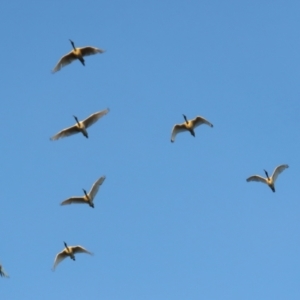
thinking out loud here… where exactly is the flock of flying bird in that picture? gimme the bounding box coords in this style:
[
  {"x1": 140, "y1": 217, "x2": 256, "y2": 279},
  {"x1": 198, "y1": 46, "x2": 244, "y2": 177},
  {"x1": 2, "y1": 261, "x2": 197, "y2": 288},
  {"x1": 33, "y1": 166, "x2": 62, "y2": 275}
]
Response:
[{"x1": 0, "y1": 39, "x2": 289, "y2": 278}]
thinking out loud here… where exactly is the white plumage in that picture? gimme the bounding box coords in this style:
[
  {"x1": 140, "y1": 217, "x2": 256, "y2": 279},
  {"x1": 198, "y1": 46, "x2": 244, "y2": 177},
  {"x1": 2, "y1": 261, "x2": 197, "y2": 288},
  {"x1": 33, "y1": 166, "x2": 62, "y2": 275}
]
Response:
[
  {"x1": 50, "y1": 109, "x2": 109, "y2": 140},
  {"x1": 52, "y1": 39, "x2": 105, "y2": 73},
  {"x1": 246, "y1": 164, "x2": 289, "y2": 192},
  {"x1": 52, "y1": 242, "x2": 93, "y2": 271},
  {"x1": 61, "y1": 176, "x2": 106, "y2": 208},
  {"x1": 171, "y1": 114, "x2": 213, "y2": 142}
]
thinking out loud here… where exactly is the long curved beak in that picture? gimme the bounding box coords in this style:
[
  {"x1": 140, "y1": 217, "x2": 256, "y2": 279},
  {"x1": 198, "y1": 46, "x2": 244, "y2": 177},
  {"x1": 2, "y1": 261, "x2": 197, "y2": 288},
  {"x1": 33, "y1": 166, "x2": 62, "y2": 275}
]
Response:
[
  {"x1": 69, "y1": 39, "x2": 75, "y2": 49},
  {"x1": 73, "y1": 115, "x2": 80, "y2": 124},
  {"x1": 182, "y1": 114, "x2": 188, "y2": 123}
]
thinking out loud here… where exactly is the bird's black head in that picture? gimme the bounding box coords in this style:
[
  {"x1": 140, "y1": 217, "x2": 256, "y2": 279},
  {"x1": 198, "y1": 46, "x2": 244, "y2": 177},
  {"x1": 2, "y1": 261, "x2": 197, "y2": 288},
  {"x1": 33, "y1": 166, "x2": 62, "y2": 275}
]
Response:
[
  {"x1": 90, "y1": 203, "x2": 94, "y2": 208},
  {"x1": 69, "y1": 39, "x2": 75, "y2": 48},
  {"x1": 182, "y1": 114, "x2": 188, "y2": 123},
  {"x1": 73, "y1": 115, "x2": 79, "y2": 124}
]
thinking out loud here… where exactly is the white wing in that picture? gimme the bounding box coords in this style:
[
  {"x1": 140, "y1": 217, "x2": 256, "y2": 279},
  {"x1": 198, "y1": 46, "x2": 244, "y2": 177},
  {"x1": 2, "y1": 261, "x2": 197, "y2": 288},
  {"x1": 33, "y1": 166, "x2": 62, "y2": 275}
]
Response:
[
  {"x1": 60, "y1": 197, "x2": 86, "y2": 205},
  {"x1": 88, "y1": 176, "x2": 106, "y2": 200},
  {"x1": 82, "y1": 109, "x2": 110, "y2": 129},
  {"x1": 52, "y1": 251, "x2": 68, "y2": 270},
  {"x1": 52, "y1": 51, "x2": 77, "y2": 73},
  {"x1": 271, "y1": 164, "x2": 289, "y2": 183},
  {"x1": 171, "y1": 123, "x2": 187, "y2": 142},
  {"x1": 50, "y1": 124, "x2": 79, "y2": 141},
  {"x1": 71, "y1": 245, "x2": 93, "y2": 255},
  {"x1": 192, "y1": 116, "x2": 213, "y2": 128},
  {"x1": 246, "y1": 175, "x2": 267, "y2": 184},
  {"x1": 80, "y1": 46, "x2": 105, "y2": 56}
]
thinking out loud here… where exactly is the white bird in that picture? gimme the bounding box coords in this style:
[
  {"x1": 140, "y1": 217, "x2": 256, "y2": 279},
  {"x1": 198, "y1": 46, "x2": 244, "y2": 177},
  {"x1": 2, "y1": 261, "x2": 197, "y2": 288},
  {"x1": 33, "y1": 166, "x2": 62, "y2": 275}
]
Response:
[
  {"x1": 0, "y1": 263, "x2": 9, "y2": 278},
  {"x1": 61, "y1": 176, "x2": 106, "y2": 208},
  {"x1": 52, "y1": 242, "x2": 93, "y2": 271},
  {"x1": 50, "y1": 109, "x2": 109, "y2": 140},
  {"x1": 171, "y1": 114, "x2": 213, "y2": 142},
  {"x1": 52, "y1": 39, "x2": 105, "y2": 73},
  {"x1": 246, "y1": 164, "x2": 289, "y2": 192}
]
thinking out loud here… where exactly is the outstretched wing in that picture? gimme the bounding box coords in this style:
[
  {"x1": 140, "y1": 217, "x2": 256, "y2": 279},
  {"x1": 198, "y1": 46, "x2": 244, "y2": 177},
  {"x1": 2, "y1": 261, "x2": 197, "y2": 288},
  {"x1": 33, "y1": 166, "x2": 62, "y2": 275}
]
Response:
[
  {"x1": 171, "y1": 123, "x2": 187, "y2": 142},
  {"x1": 60, "y1": 197, "x2": 86, "y2": 205},
  {"x1": 52, "y1": 51, "x2": 77, "y2": 73},
  {"x1": 52, "y1": 251, "x2": 68, "y2": 271},
  {"x1": 88, "y1": 176, "x2": 106, "y2": 200},
  {"x1": 50, "y1": 124, "x2": 79, "y2": 141},
  {"x1": 80, "y1": 46, "x2": 105, "y2": 57},
  {"x1": 246, "y1": 175, "x2": 267, "y2": 184},
  {"x1": 82, "y1": 109, "x2": 110, "y2": 129},
  {"x1": 71, "y1": 245, "x2": 93, "y2": 255},
  {"x1": 271, "y1": 164, "x2": 289, "y2": 183},
  {"x1": 192, "y1": 116, "x2": 213, "y2": 128}
]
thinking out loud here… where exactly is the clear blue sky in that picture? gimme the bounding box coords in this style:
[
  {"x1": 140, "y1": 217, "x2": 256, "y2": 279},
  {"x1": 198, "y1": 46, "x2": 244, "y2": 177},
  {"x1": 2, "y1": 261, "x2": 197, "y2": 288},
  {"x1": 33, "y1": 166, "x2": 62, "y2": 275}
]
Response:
[{"x1": 1, "y1": 1, "x2": 300, "y2": 299}]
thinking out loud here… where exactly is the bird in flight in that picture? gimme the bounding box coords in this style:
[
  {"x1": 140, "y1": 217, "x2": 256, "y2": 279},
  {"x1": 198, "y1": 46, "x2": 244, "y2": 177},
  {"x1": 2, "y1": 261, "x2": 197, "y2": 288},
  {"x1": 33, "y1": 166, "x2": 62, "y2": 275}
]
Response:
[
  {"x1": 171, "y1": 114, "x2": 213, "y2": 142},
  {"x1": 0, "y1": 263, "x2": 9, "y2": 278},
  {"x1": 246, "y1": 164, "x2": 289, "y2": 192},
  {"x1": 52, "y1": 39, "x2": 105, "y2": 73},
  {"x1": 50, "y1": 109, "x2": 109, "y2": 140},
  {"x1": 52, "y1": 242, "x2": 93, "y2": 271},
  {"x1": 61, "y1": 176, "x2": 106, "y2": 208}
]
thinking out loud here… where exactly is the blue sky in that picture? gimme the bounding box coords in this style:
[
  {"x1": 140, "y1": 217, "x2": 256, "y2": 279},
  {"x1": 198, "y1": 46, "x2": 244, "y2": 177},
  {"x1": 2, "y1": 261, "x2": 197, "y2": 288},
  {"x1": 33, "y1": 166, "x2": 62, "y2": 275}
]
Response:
[{"x1": 1, "y1": 1, "x2": 300, "y2": 299}]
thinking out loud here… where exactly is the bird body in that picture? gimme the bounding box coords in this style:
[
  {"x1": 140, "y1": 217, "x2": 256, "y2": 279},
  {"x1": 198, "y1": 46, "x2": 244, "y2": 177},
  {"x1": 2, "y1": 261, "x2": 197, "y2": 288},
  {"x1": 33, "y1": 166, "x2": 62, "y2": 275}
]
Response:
[
  {"x1": 52, "y1": 39, "x2": 105, "y2": 73},
  {"x1": 171, "y1": 114, "x2": 213, "y2": 142},
  {"x1": 246, "y1": 164, "x2": 289, "y2": 192},
  {"x1": 181, "y1": 119, "x2": 195, "y2": 134},
  {"x1": 74, "y1": 118, "x2": 89, "y2": 138},
  {"x1": 61, "y1": 176, "x2": 106, "y2": 208},
  {"x1": 52, "y1": 242, "x2": 93, "y2": 270},
  {"x1": 73, "y1": 47, "x2": 84, "y2": 59},
  {"x1": 50, "y1": 109, "x2": 109, "y2": 141}
]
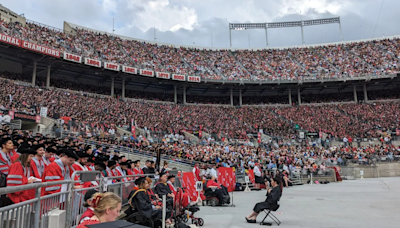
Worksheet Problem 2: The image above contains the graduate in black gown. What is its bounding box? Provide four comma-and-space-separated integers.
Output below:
153, 172, 175, 200
245, 177, 282, 223
128, 177, 172, 226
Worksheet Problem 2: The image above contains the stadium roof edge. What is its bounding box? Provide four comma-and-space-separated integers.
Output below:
64, 21, 400, 51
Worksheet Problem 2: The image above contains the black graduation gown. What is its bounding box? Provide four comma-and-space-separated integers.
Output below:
153, 182, 172, 197
253, 186, 282, 213
131, 189, 162, 220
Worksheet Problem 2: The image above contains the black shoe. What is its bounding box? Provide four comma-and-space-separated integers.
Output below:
245, 217, 256, 223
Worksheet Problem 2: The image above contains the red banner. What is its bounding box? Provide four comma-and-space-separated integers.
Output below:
35, 115, 41, 124
247, 169, 255, 184
181, 172, 204, 202
319, 131, 323, 138
122, 66, 137, 74
188, 76, 201, 83
172, 74, 185, 81
140, 69, 154, 77
0, 34, 21, 47
199, 130, 202, 138
63, 52, 82, 63
156, 72, 170, 79
397, 129, 400, 136
84, 58, 101, 68
217, 167, 236, 192
21, 41, 60, 58
257, 132, 261, 143
104, 62, 120, 71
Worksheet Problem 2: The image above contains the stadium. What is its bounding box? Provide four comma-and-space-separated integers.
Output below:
0, 1, 399, 228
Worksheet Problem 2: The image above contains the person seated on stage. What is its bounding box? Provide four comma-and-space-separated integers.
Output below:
245, 177, 282, 223
205, 175, 230, 205
128, 177, 172, 226
79, 189, 98, 224
77, 192, 122, 228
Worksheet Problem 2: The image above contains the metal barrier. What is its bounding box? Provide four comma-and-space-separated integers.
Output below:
0, 171, 164, 228
0, 180, 70, 228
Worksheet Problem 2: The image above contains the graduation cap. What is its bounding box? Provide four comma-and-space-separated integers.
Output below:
111, 156, 120, 161
46, 147, 58, 154
18, 143, 36, 155
133, 160, 140, 164
119, 162, 129, 166
159, 171, 169, 178
107, 160, 116, 167
19, 147, 37, 155
167, 175, 176, 180
12, 140, 20, 147
0, 137, 12, 146
94, 161, 106, 170
76, 151, 91, 158
86, 220, 149, 228
64, 149, 79, 160
32, 144, 45, 151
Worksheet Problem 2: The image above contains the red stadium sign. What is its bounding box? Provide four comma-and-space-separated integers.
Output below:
21, 41, 60, 58
0, 34, 21, 47
172, 74, 185, 81
188, 76, 201, 83
122, 66, 137, 74
156, 72, 170, 79
63, 53, 82, 63
140, 69, 154, 77
84, 58, 101, 68
104, 62, 120, 71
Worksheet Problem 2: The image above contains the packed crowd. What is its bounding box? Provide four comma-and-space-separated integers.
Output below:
1, 74, 400, 140
1, 19, 400, 81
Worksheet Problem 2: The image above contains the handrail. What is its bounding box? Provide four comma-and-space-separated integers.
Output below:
0, 179, 70, 195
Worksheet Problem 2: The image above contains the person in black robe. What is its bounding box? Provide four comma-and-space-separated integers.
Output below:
128, 177, 172, 226
142, 160, 156, 178
245, 177, 282, 223
153, 172, 174, 199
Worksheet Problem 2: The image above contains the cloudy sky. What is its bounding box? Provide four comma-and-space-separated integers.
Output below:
2, 0, 399, 48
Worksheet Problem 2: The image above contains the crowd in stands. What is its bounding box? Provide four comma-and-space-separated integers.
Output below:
1, 19, 399, 81
2, 73, 400, 141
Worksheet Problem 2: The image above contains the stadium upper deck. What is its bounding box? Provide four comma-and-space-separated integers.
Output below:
1, 10, 399, 82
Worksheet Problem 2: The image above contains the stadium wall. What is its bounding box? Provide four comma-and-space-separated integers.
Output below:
0, 4, 26, 25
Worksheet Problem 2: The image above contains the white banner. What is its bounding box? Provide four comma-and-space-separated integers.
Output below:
188, 76, 201, 83
156, 72, 170, 79
140, 69, 154, 77
172, 74, 185, 81
63, 53, 82, 63
122, 66, 137, 74
40, 107, 48, 117
84, 58, 101, 68
104, 62, 120, 71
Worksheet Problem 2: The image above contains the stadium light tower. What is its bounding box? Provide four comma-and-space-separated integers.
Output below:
229, 17, 343, 48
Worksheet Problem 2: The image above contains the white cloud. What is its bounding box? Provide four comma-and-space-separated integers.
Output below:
102, 0, 118, 14
125, 0, 198, 32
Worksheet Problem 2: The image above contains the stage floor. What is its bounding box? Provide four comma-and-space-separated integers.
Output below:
194, 177, 400, 228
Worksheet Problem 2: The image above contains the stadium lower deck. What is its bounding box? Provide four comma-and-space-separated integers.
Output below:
194, 177, 399, 228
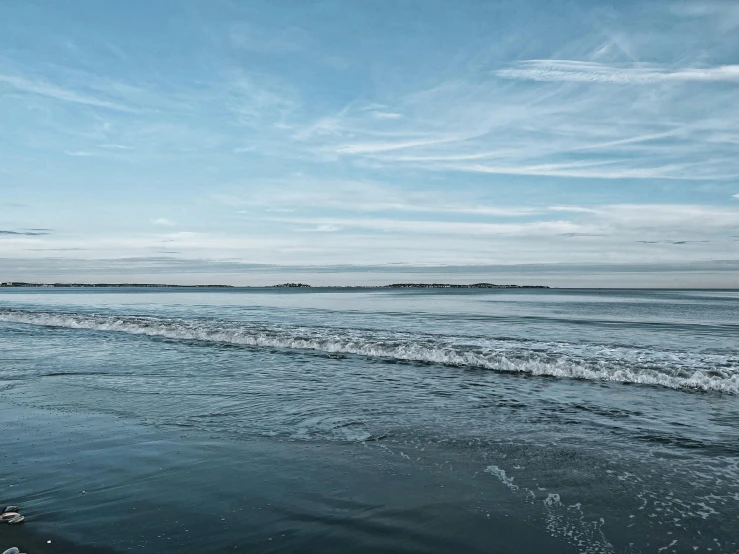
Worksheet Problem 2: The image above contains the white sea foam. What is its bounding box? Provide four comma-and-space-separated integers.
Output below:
486, 466, 616, 553
485, 465, 519, 491
1, 308, 737, 393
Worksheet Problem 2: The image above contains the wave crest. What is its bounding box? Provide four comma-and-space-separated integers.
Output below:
1, 308, 737, 393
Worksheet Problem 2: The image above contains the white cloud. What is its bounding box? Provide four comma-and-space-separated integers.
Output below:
211, 180, 541, 216
495, 60, 739, 84
151, 218, 175, 226
370, 111, 404, 120
589, 204, 739, 228
288, 61, 739, 181
226, 74, 299, 126
733, 193, 739, 199
277, 216, 593, 237
360, 103, 389, 111
98, 144, 133, 150
671, 2, 739, 31
307, 224, 342, 232
548, 206, 601, 214
442, 161, 739, 180
336, 135, 466, 154
0, 73, 131, 111
273, 203, 739, 238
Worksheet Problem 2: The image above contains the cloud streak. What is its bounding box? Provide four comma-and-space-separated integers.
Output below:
297, 61, 739, 181
0, 230, 52, 236
273, 203, 739, 237
212, 180, 545, 217
0, 73, 132, 111
495, 60, 739, 84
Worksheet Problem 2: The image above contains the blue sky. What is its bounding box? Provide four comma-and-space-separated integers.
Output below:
1, 0, 738, 286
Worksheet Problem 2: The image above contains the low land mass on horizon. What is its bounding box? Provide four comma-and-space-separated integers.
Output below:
0, 282, 549, 289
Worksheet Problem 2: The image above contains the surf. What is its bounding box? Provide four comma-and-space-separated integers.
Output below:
1, 308, 737, 394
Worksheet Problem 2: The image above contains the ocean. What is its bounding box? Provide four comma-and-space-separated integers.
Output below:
1, 287, 737, 553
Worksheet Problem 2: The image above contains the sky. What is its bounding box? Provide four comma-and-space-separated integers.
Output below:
1, 0, 738, 287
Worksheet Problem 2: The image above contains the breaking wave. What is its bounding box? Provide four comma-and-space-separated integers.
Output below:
1, 308, 737, 393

# PROBLEM DESCRIPTION
Copy out each line of the data that holds the string "blue".

# RESPONSE
thinking out loud here… where exactly is the clear blue sky in that picture? gimme the bounding box coords in this style:
thinking out loud here… where exactly is the blue sky in that picture? gimme the bounding box coords in this style:
Worksheet Problem 2: The image above contains the blue sky. What is its bounding box? Provide four comma-and-space-separated integers.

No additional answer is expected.